— Exercise requirements —
Change "every instance" to "all instances" everywhere in the material below, and please give it back with nothing else altered and the pictures left out.
-=-=-
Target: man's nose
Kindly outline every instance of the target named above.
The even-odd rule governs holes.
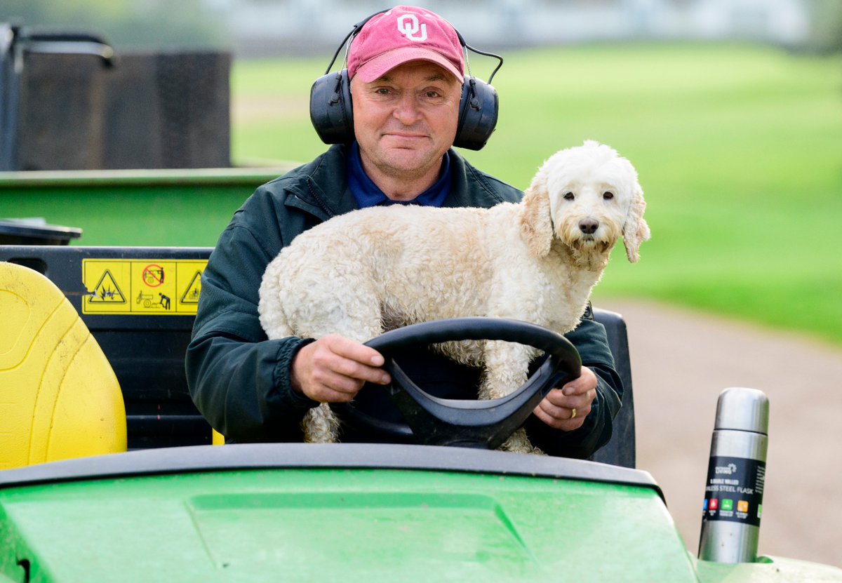
[[[414,94],[406,92],[401,96],[395,108],[395,117],[404,126],[412,126],[418,120],[418,104]]]

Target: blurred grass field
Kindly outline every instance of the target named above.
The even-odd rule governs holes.
[[[597,302],[657,299],[842,345],[842,58],[683,44],[504,56],[498,129],[466,158],[520,188],[584,139],[637,168],[653,238],[637,265],[615,254]],[[236,64],[235,160],[323,151],[307,96],[328,61]],[[493,63],[472,56],[482,78]]]

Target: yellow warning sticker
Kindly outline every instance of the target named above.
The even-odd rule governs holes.
[[[207,259],[83,259],[85,314],[195,314]]]

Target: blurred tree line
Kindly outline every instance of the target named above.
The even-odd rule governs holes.
[[[842,51],[842,0],[803,2],[812,35],[801,48]],[[220,48],[232,44],[222,15],[231,5],[231,0],[3,0],[0,22],[18,18],[33,28],[98,32],[117,49]]]
[[[842,2],[809,0],[813,35],[807,49],[821,53],[842,51]]]
[[[202,0],[3,0],[0,22],[102,35],[117,50],[219,48],[223,19]]]

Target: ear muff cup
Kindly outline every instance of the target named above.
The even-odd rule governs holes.
[[[465,77],[459,103],[459,125],[453,145],[481,150],[497,126],[499,99],[497,91],[475,77]]]
[[[310,121],[326,144],[354,141],[354,110],[347,69],[316,79],[310,88]]]
[[[497,126],[499,99],[488,83],[465,77],[459,102],[459,121],[453,145],[480,150]],[[328,73],[316,79],[310,88],[310,120],[326,144],[354,141],[354,110],[348,70]]]

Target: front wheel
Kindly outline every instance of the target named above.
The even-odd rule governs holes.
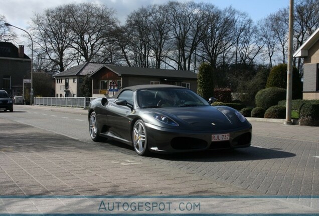
[[[137,153],[141,156],[146,156],[149,154],[149,150],[147,145],[147,138],[145,125],[141,120],[137,120],[134,124],[132,132],[133,147]]]
[[[90,116],[89,120],[89,130],[91,138],[94,142],[98,142],[101,140],[101,136],[99,135],[99,130],[96,120],[96,114],[93,112]]]

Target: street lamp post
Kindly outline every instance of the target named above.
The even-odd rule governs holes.
[[[27,32],[26,30],[24,29],[20,28],[17,27],[15,26],[13,26],[11,24],[9,24],[8,22],[6,22],[5,24],[5,25],[7,26],[12,26],[13,27],[15,27],[15,28],[20,29],[20,30],[24,31],[24,32],[27,33],[28,35],[29,35],[29,36],[30,37],[30,39],[31,39],[31,71],[30,72],[30,74],[31,74],[31,89],[30,90],[30,105],[32,105],[33,104],[33,85],[32,85],[32,70],[33,70],[32,64],[33,64],[33,40],[32,40],[32,37],[31,37],[31,36],[30,35],[30,34],[29,34],[28,32]]]

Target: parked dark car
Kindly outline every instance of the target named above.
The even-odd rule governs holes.
[[[90,135],[115,138],[141,156],[250,146],[251,124],[236,110],[211,106],[215,101],[175,86],[127,87],[90,102]]]
[[[0,110],[13,112],[13,101],[5,90],[0,90]]]

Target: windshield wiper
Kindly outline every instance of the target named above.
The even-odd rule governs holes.
[[[155,105],[155,106],[142,106],[142,108],[157,108],[159,107],[162,107],[162,106]]]
[[[184,104],[184,105],[180,106],[181,106],[181,107],[182,107],[182,106],[203,106],[203,104]]]

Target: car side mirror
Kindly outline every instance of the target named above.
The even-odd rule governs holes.
[[[208,104],[211,104],[214,102],[216,102],[216,101],[217,101],[217,99],[216,99],[216,98],[210,98],[209,100],[208,100]]]
[[[127,102],[126,100],[117,100],[115,102],[115,104],[117,105],[120,105],[120,106],[126,106],[128,108],[129,108],[131,109],[131,110],[133,110],[133,104],[129,103],[128,102]]]

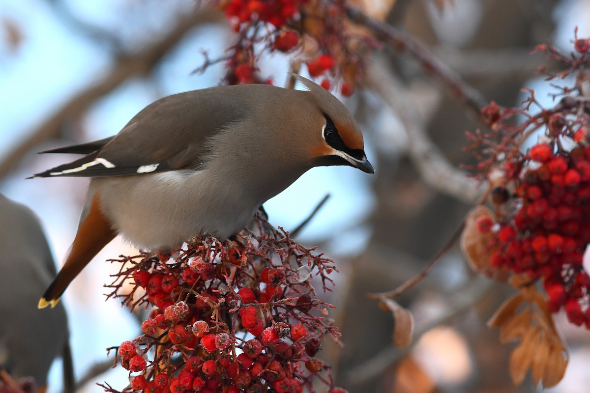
-=-=-
— Task solution —
Target: man's nose
Kindly outline all instances of the target named above.
The even-odd rule governs holes.
[[[414,94],[406,92],[401,96],[395,108],[395,117],[404,126],[412,126],[418,120],[418,104]]]

Target: blurred grass field
Kindly outline all instances of the target named above.
The even-odd rule governs holes.
[[[597,302],[657,299],[842,345],[842,58],[683,44],[504,56],[498,129],[466,158],[520,188],[584,139],[637,168],[653,238],[637,265],[615,254]],[[236,64],[235,160],[323,151],[307,96],[328,61]],[[493,63],[472,56],[482,78]]]

Target: yellow warning sticker
Kindly outline all instances of the target named above.
The even-odd rule governs holes.
[[[207,259],[83,259],[85,314],[195,314]]]

Target: blurred tree line
Kindly outline all instances of the target named above.
The even-odd rule governs holes.
[[[842,51],[842,0],[803,2],[812,35],[801,48]],[[220,48],[232,44],[222,15],[231,5],[231,0],[3,0],[0,22],[18,18],[33,28],[98,32],[117,49]]]
[[[842,2],[809,0],[813,35],[807,49],[821,53],[842,51]]]
[[[202,0],[3,0],[0,22],[102,35],[117,50],[219,48],[223,19]]]

Target: ear muff cup
Kindly outline all instances of the target named above.
The even-odd rule governs holes.
[[[465,77],[459,103],[459,125],[453,145],[481,150],[497,126],[499,99],[497,91],[475,77]]]
[[[310,121],[326,144],[354,141],[354,110],[347,69],[316,79],[310,88]]]
[[[497,126],[499,99],[488,83],[465,77],[459,102],[459,121],[453,145],[480,150]],[[328,73],[316,79],[310,88],[310,120],[326,144],[354,141],[354,110],[348,70]]]

Target: front wheel
Kindly outline all instances of the target named above.
The even-odd rule governs holes.
[[[137,153],[141,156],[146,156],[149,154],[149,150],[147,145],[147,138],[145,125],[141,120],[137,120],[134,124],[132,132],[133,147]]]
[[[90,116],[89,120],[89,130],[91,138],[94,142],[98,142],[101,140],[101,136],[99,135],[99,130],[96,120],[96,114],[93,112]]]

Target: street lamp post
Kindly outline all instances of the target named above.
The even-odd rule governs holes.
[[[27,32],[26,30],[24,29],[20,28],[17,27],[15,26],[13,26],[11,24],[9,24],[8,22],[6,22],[5,24],[5,25],[7,26],[12,26],[13,27],[15,27],[15,28],[20,29],[20,30],[24,31],[24,32],[27,33],[28,35],[29,35],[29,36],[30,37],[30,39],[31,39],[31,71],[30,72],[30,74],[31,74],[31,89],[30,90],[30,105],[32,105],[33,104],[33,85],[32,85],[32,70],[33,70],[32,64],[33,64],[33,40],[32,40],[32,37],[31,37],[31,36],[30,35],[30,34],[29,34],[28,32]]]

Target: parked dark car
Kindly outline all instances of the target named above.
The even-odd rule governs holes.
[[[90,135],[115,138],[141,156],[250,146],[251,124],[236,110],[211,106],[215,101],[175,86],[127,87],[90,102]]]
[[[0,110],[13,112],[13,101],[5,90],[0,90]]]

Target: windshield wiper
Kindly outline all instances of the target named above.
The even-odd rule governs holes.
[[[155,105],[155,106],[142,106],[142,108],[157,108],[159,107],[162,107],[162,106]]]
[[[184,104],[184,105],[180,106],[181,106],[181,107],[182,107],[182,106],[203,106],[203,104]]]

Target: car side mirror
Kindly outline all instances of the target named above.
The even-odd rule governs holes.
[[[208,104],[211,104],[214,102],[216,102],[216,101],[217,101],[217,99],[216,99],[216,98],[210,98],[209,100],[208,100]]]
[[[127,102],[126,100],[117,100],[115,102],[115,104],[117,105],[120,105],[120,106],[126,106],[128,108],[129,108],[131,109],[131,110],[133,110],[133,104],[129,103],[128,102]]]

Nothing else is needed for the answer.